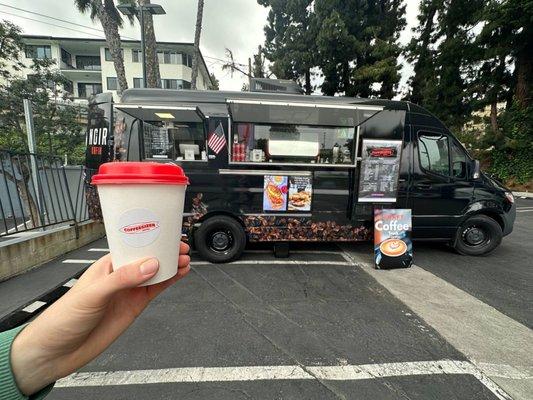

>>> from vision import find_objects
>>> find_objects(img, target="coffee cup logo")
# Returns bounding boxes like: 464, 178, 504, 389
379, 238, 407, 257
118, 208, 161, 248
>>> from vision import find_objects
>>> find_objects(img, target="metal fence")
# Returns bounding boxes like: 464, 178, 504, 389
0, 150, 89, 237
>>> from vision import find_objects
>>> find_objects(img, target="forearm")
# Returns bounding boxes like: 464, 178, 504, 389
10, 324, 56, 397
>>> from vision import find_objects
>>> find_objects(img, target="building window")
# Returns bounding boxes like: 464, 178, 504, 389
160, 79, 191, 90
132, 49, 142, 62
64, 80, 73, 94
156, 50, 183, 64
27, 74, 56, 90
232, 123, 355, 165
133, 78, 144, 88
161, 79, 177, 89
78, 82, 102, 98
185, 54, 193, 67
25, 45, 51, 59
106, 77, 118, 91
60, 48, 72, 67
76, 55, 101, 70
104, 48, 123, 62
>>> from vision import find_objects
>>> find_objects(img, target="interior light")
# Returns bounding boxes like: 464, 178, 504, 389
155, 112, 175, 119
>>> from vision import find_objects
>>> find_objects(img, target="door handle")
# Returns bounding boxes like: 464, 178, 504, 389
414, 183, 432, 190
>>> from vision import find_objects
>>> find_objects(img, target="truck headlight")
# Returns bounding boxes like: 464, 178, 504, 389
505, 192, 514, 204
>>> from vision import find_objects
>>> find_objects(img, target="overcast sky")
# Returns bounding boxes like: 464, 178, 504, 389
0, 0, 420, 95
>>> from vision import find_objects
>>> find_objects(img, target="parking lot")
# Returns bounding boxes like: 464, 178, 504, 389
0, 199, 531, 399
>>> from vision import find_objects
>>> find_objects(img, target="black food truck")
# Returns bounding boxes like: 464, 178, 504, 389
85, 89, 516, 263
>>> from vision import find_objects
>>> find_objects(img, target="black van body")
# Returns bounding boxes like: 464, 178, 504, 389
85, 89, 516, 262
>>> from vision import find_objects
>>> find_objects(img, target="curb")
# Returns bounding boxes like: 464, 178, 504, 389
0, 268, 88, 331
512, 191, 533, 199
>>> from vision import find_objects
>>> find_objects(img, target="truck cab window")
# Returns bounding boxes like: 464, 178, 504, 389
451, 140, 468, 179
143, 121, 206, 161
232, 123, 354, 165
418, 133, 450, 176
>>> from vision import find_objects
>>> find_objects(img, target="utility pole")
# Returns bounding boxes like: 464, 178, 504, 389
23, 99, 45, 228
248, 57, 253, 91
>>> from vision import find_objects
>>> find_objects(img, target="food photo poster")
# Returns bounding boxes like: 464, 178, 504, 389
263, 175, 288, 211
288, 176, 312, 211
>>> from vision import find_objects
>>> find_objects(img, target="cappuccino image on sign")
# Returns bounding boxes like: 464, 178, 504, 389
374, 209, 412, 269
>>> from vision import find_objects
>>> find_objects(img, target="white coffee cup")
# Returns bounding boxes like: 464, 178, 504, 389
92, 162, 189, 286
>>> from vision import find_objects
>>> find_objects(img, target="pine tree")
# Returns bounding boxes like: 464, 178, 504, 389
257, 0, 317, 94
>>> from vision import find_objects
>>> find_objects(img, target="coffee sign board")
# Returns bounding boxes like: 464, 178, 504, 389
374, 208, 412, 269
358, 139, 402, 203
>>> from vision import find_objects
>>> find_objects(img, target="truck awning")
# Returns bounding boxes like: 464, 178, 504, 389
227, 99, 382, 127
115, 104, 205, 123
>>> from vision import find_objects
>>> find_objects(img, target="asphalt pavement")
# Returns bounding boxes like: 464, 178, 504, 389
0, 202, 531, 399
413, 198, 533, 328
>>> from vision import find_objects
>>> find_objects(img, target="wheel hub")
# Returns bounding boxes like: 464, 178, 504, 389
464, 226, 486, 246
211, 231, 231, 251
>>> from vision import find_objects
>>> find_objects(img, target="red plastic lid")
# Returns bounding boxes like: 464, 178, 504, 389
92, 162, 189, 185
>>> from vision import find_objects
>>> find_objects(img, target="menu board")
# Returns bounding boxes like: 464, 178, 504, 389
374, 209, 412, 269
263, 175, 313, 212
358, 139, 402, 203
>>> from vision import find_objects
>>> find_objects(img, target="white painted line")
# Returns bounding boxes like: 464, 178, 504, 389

________________________

**Activity:** I'd like every record printed exactly, with the pictures left out.

**Response area:**
>>> from vision import find_objects
>>> find_objects(img, target="coffee cup logo")
# Returns bounding boxes like: 464, 178, 504, 389
379, 238, 407, 257
118, 208, 161, 248
>>> from vision import find_objects
>>> find_objects(img, target="metal fence")
# Returns bounding boxes like: 464, 178, 504, 389
0, 150, 89, 237
>>> from vision import find_objects
>>> find_objects(img, target="forearm")
# Returns bounding boxes like: 464, 178, 504, 389
10, 324, 56, 397
>>> from vision import find_objects
>>> find_objects(img, target="building window")
# Returns bounding boxes like: 464, 178, 504, 389
160, 79, 191, 90
132, 49, 142, 62
64, 80, 73, 94
156, 50, 183, 64
27, 74, 56, 90
232, 123, 355, 165
133, 78, 144, 88
161, 79, 177, 89
78, 82, 102, 98
185, 54, 193, 67
25, 45, 51, 59
106, 77, 118, 91
60, 48, 72, 67
76, 55, 101, 70
104, 48, 123, 62
>>> from vision import find_objects
>>> find_objects(img, target="interior light")
# Returns bounding boxes like: 464, 178, 504, 389
155, 112, 175, 119
>>> from vision import find_objects
>>> find_objects(img, target="door handle")
# Returns bounding boxes like: 464, 178, 504, 389
414, 183, 432, 190
>>> from vision import find_objects
>>> find_objects(img, target="truck headlight")
# Returns bounding boxes like: 464, 178, 504, 389
505, 192, 514, 204
>>> from vision import find_objects
>>> find_objects(img, target="overcast sky")
# Returns bounding boxes like: 464, 178, 504, 389
0, 0, 420, 95
>>> from vision import find_objects
>>> find_objects(img, target="parking lot")
# Returns bounding boxes like: 464, 178, 504, 389
0, 199, 531, 399
>>> from vision import find_objects
>>> find_objects(img, target="black food truck")
# Returns bounding boxes like: 464, 178, 504, 389
85, 89, 516, 263
>>> from vision import find_objects
>>> find_objects(img, target="black van body")
# Returns bounding boxes like: 464, 178, 504, 389
85, 89, 516, 262
>>> from vision import find_objects
>>> find_objects(img, target="curb")
# Returns bounding boxes like: 464, 178, 504, 389
0, 268, 88, 331
512, 191, 533, 199
>>> from vision import find_objects
>>> find_objects(img, target="truck cab window")
# Returns bounding boxes like: 464, 178, 504, 389
451, 140, 468, 179
143, 121, 206, 161
232, 123, 354, 165
418, 133, 450, 176
>>> from vision import find_objects
>>> find_objects(img, target="utility pole")
# Returns bounding boxes like: 464, 178, 504, 389
23, 99, 45, 228
248, 57, 253, 91
>>> from vision import find_objects
>>> find_objects(img, target="food photo poster")
# Returns bounding boxes like: 464, 178, 504, 389
263, 175, 288, 211
288, 176, 312, 211
>>> from vision import find_objects
>>> find_objects(img, target="cappuccino image on sign")
# Returns bounding boxes like: 464, 178, 504, 389
374, 209, 412, 269
>>> from vision import find_objects
>>> find_objects(img, target="white coffee cup")
# Returns bounding boxes like: 464, 178, 504, 389
92, 162, 189, 286
>>> from vision import find_objects
>>> find_objects(img, target="pine tree")
# Returns bounding boxes like: 464, 178, 504, 389
257, 0, 317, 94
>>> from vision import find_objects
>>> find_objects(img, target="coffee sign board")
# Returns bounding boxes like: 464, 178, 504, 389
374, 208, 412, 269
358, 139, 402, 203
>>> from vision import find_objects
>>> find_objects(img, target="truck awning")
# Returns bounding boxes like: 464, 178, 504, 389
227, 99, 382, 127
115, 104, 205, 123
>>> from vision import find_objects
>>> find_objects(img, target="asphalt pavement")
# Returns bounding boxes like: 464, 178, 504, 389
0, 202, 531, 399
413, 198, 533, 328
>>> from vision import find_objects
>>> find_objects(img, target="wheel hub")
# Returns bounding boxes like: 464, 178, 504, 389
464, 226, 486, 246
211, 231, 231, 251
>>> from vision import find_objects
>>> find_objects(img, target="red plastic lid")
# Returns bounding boxes like: 464, 178, 504, 389
92, 162, 189, 185
>>> from vision import find_objects
>>> find_objects(img, target="menu board")
# Returns bounding boxes like: 464, 178, 504, 389
374, 209, 412, 269
263, 175, 313, 212
358, 139, 402, 203
>>> from vision import find_objects
>>> find_objects(img, target="white painted line")
# Returns bounding boxes like: 464, 178, 504, 389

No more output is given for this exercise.